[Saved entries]
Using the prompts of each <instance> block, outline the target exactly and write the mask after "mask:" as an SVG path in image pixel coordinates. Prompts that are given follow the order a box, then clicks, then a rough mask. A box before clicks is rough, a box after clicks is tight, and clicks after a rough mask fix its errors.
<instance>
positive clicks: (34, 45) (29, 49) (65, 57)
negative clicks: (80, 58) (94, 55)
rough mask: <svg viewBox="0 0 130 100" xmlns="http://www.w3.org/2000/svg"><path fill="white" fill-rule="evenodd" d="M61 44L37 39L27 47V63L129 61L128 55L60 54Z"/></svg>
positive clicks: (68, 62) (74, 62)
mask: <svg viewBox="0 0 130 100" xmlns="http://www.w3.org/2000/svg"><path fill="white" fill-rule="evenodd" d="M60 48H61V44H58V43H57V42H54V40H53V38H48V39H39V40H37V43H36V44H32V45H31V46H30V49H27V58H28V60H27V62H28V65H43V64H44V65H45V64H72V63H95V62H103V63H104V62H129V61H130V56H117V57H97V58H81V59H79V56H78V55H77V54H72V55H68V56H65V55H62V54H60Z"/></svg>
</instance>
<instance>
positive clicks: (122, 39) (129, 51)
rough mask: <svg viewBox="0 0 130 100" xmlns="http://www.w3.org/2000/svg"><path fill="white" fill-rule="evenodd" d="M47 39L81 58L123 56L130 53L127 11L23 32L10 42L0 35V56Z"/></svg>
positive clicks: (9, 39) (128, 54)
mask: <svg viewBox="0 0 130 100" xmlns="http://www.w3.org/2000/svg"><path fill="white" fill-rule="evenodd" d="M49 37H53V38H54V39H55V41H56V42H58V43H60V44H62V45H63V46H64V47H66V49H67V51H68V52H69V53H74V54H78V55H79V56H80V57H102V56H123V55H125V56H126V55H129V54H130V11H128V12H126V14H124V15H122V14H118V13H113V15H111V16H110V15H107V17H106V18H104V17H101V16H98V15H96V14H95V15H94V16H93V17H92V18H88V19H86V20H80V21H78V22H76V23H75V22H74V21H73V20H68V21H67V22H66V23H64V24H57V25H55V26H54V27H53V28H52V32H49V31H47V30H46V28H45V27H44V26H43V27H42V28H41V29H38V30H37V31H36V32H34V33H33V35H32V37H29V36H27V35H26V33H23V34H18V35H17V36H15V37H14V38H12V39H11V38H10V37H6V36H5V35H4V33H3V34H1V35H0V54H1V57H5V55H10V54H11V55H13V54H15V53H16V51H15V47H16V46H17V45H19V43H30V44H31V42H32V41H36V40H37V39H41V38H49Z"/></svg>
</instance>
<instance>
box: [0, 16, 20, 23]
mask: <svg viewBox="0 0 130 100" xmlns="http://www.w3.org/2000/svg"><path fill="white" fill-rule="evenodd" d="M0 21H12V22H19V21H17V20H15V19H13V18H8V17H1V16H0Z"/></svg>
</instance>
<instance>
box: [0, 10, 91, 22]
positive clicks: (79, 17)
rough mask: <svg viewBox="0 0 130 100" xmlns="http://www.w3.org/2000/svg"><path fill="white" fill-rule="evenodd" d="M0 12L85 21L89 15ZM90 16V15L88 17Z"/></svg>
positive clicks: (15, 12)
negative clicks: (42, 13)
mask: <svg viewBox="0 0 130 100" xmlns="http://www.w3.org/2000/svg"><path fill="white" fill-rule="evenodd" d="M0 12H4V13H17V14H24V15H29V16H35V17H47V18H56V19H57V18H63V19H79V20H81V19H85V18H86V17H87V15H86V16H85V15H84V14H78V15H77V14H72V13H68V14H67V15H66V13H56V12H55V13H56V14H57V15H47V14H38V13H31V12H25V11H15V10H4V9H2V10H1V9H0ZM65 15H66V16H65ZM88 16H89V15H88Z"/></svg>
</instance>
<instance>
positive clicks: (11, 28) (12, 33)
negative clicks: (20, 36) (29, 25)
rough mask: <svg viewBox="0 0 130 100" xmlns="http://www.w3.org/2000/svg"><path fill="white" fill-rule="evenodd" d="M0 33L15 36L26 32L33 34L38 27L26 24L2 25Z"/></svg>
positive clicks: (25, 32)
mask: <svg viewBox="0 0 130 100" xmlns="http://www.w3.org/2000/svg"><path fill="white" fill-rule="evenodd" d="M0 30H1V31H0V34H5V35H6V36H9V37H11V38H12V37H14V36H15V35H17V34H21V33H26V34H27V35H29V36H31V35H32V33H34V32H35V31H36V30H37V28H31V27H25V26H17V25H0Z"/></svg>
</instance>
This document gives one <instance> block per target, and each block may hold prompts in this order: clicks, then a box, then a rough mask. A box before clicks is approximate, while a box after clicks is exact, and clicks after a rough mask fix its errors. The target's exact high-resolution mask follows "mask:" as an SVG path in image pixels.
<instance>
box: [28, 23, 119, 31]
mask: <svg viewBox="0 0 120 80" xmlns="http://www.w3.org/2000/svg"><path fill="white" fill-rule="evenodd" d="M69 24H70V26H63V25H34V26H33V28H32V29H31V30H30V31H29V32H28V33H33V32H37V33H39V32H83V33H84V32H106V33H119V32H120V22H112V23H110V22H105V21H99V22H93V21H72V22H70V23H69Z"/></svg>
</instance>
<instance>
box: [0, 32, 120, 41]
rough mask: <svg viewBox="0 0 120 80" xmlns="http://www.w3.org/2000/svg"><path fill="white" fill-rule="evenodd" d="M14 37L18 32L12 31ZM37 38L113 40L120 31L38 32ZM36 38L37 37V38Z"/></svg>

Task item: The complete data above is to be written out again as it stands.

Answer to the problem:
Using the prompts of each <instance> block, outline the target exactly and write the mask after "mask:" as an SVG path in image pixel coordinates. Prompts that are given follow the order a box, then clicks, then a rough mask. A box before clicks is rough, a box after clicks is tight, and clicks after a rough mask fix its errors.
<instance>
positive clicks: (34, 45) (29, 49) (65, 57)
negative clicks: (80, 58) (94, 55)
rough mask: <svg viewBox="0 0 130 100" xmlns="http://www.w3.org/2000/svg"><path fill="white" fill-rule="evenodd" d="M61 44L37 39L27 47V63L129 61L128 55L60 54Z"/></svg>
positive clicks: (68, 62) (74, 62)
mask: <svg viewBox="0 0 130 100" xmlns="http://www.w3.org/2000/svg"><path fill="white" fill-rule="evenodd" d="M60 48H61V44H58V43H57V42H54V40H53V38H48V39H39V40H37V43H36V44H32V45H31V46H30V49H27V58H28V60H27V62H28V65H43V64H44V65H45V64H72V63H95V62H103V63H104V62H129V61H130V56H117V57H97V58H81V59H79V56H78V55H77V54H72V55H68V56H65V55H62V54H60Z"/></svg>
</instance>
<instance>
positive clicks: (122, 39) (129, 51)
rough mask: <svg viewBox="0 0 130 100" xmlns="http://www.w3.org/2000/svg"><path fill="white" fill-rule="evenodd" d="M47 39L81 58L123 56L130 53L127 11L23 32L10 42L0 35V56Z"/></svg>
positive clicks: (9, 39) (128, 54)
mask: <svg viewBox="0 0 130 100" xmlns="http://www.w3.org/2000/svg"><path fill="white" fill-rule="evenodd" d="M49 37H53V38H54V39H55V41H56V42H58V43H60V44H62V45H63V46H64V47H66V49H67V51H68V52H69V53H74V54H78V55H79V56H80V57H102V56H123V55H125V56H126V55H129V54H130V11H128V12H126V14H124V15H122V14H118V13H113V15H111V16H110V15H107V17H106V18H104V17H101V16H98V15H96V14H95V15H94V16H93V17H92V18H88V19H86V20H80V21H78V22H76V23H75V22H74V21H73V20H68V21H67V22H66V23H64V24H57V25H55V26H54V27H53V28H52V32H49V31H47V30H46V28H45V27H44V26H43V27H42V28H41V29H38V30H37V31H36V32H34V33H33V35H32V37H29V36H27V35H26V33H23V34H18V35H17V36H15V37H14V38H12V39H11V38H10V37H6V36H5V35H4V33H3V34H1V35H0V54H1V57H5V55H10V54H11V55H13V54H15V53H16V51H15V47H16V46H17V45H19V43H30V44H31V42H32V41H36V40H37V39H41V38H49Z"/></svg>
</instance>
<instance>
box: [0, 16, 20, 23]
mask: <svg viewBox="0 0 130 100" xmlns="http://www.w3.org/2000/svg"><path fill="white" fill-rule="evenodd" d="M0 21H12V22H19V21H17V20H15V19H13V18H8V17H1V16H0Z"/></svg>
</instance>
<instance>
box: [0, 10, 91, 22]
positive clicks: (79, 17)
rough mask: <svg viewBox="0 0 130 100" xmlns="http://www.w3.org/2000/svg"><path fill="white" fill-rule="evenodd" d="M0 12L85 21L89 15ZM90 16V15L88 17Z"/></svg>
positive clicks: (15, 12)
negative clicks: (42, 13)
mask: <svg viewBox="0 0 130 100" xmlns="http://www.w3.org/2000/svg"><path fill="white" fill-rule="evenodd" d="M0 12H4V13H17V14H24V15H29V16H35V17H47V18H56V19H57V18H63V19H79V20H81V19H85V18H86V17H87V15H86V16H85V15H84V14H78V15H77V14H72V13H68V14H67V15H66V13H56V12H55V13H56V14H57V15H47V14H38V13H31V12H25V11H15V10H4V9H2V10H1V9H0ZM65 15H66V16H65ZM88 16H89V15H88Z"/></svg>
</instance>
<instance>
positive clicks: (11, 28) (12, 33)
negative clicks: (20, 36) (29, 25)
rough mask: <svg viewBox="0 0 130 100" xmlns="http://www.w3.org/2000/svg"><path fill="white" fill-rule="evenodd" d="M0 33L15 36L26 32L33 34L38 27L26 24L2 25Z"/></svg>
positive clicks: (25, 32)
mask: <svg viewBox="0 0 130 100" xmlns="http://www.w3.org/2000/svg"><path fill="white" fill-rule="evenodd" d="M0 30H1V31H0V34H5V35H6V36H9V37H11V38H12V37H14V36H15V35H17V34H21V33H26V34H27V35H29V36H31V35H32V33H34V32H35V31H36V30H37V28H31V27H25V26H17V25H0Z"/></svg>
</instance>
This document gives one <instance> block per target, and each block may hold prompts in this order: clicks, then a box, then a rough mask. A box before clicks is approximate, while a box after clicks is exact, and clicks after a rough mask fix its errors. The target's exact high-resolution mask follows "mask:" as an SVG path in image pixels.
<instance>
box: [28, 23, 119, 31]
mask: <svg viewBox="0 0 120 80" xmlns="http://www.w3.org/2000/svg"><path fill="white" fill-rule="evenodd" d="M69 24H70V26H63V25H34V26H33V28H32V29H31V30H30V31H29V32H28V33H33V32H37V33H39V32H83V33H84V32H106V33H119V32H120V22H112V23H110V22H105V21H99V22H93V21H72V22H70V23H69Z"/></svg>
</instance>
<instance>
box: [0, 32, 120, 41]
rough mask: <svg viewBox="0 0 120 80" xmlns="http://www.w3.org/2000/svg"><path fill="white" fill-rule="evenodd" d="M14 37L18 32L12 31ZM37 38L113 40L120 31L38 32ZM36 38L37 37V38Z"/></svg>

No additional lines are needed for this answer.